>> Begin Page
But I had been unable to form any such definite idea about Bronson Alcott, who was a figure of consequence in that extraordinary community of writers and thinkers. Although he wrote almost daily, in a journal that grew to thousands of pages in the course of his long life, he never fully succeeded in revealing himself in his writing. That is, as far as I know; I haven’t read the volume of selections from his journals edited by his biographer Odell Shepard.

Amos Bronson Alcott

And yet, I am certain that he was an extraordinary person of some sort. He was taken quite seriously by distinguished writers whom we must take seriously. He became a close friend of both Emerson and Thoreau. At one time, Emerson and Alcott tinkered with the idea of combining their households to form a sort of transcendental commune. (Mrs. Emerson and Mrs. Alcott said no.). He lent Thoreau the ax that he used when building his hut at Walden Pond and he became a frequent visitor at the hut. He was entrusted with planning Thoreau’s funeral and memorial service. When a young poet named William Dean Howells paid Hawthorne a visit in Concord, Hawthorne told him that there were two more people whom he must see before he left town: Emerson and Alcott.

His acceptance by the great figures of Concord — he was a outsider from Connecticut — is all the more remarkable in that it occurred when Concord was beginning to attract cranks and and cultural sight-seers of all types, and the great figures in town were no doubt on guard against them. Alcott got through their defenses.

But for all that, I was able to picture him only as a failure — as a teacher, a writer, a thinker, and a breadwinner for his wife and four daughters. I’m missing something.

To begin my quest for Bronson Alcott, I looked up the main facts of his life in standard reference works, and found the following.

Amos Bronson Alcott (1799 – 1888) was born in Spindle Hill, Connecticut. His father was an unprosperous farmer and mechanic. Like Lincoln, Alcott had little formal education but made up for this lack by reading classics of English literature. Unlike Lincoln, Bronson did not become a distinguished writer. His very real gifts would lie elsewhere.

Growing up, he worked in a New England clock factory, and as a pedlar selling books in Virginia and the old Carolinas.

In 1830, Alcott married Abby May, the daughter of a prominent abolitionist. Through her personal connections, he became acquainted with William Lloyd Garrison and contributed an article to Garrison’s anti-slavery paper The Liberator. Alcott and his wife visited Garrison in jail on the day after Garrison had been rescued by authorities from a Boston lynch mob — jail being the best way that the authorities knew to protect him.

Visiting Garrison while the lynch mob was still no doubt violently agitated was a courageous and principled act, and not the first such act that Alcott would take. He later refused to pay taxes as a protest against the Mexican War — and was bailed out by friends. Thoreau admired Alcott’s courage and emulated him, even to the point of being bailed out by friends.,

But Alcott’s real vocation was not political agitation, but teaching.
>> End Page
▸ **Directions**:
A - In the Bronson Alcott passage, whom did Alcott marry in 1830?
B - Render this sentence from the Bronson Alcott passage in Spanish: "He became a close friend of both Emerson and Thoreau."
Rely only on the Bronson Alcott passage for these answers.
>> Begin Listed entries
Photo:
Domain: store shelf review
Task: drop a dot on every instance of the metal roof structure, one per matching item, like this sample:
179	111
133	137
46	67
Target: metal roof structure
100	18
>> End Listed entries
▸ **The solutions**:
A - Abby May, the daughter of a prominent abolitionist.

B - Se hizo amigo íntimo tanto de Emerson como de Thoreau.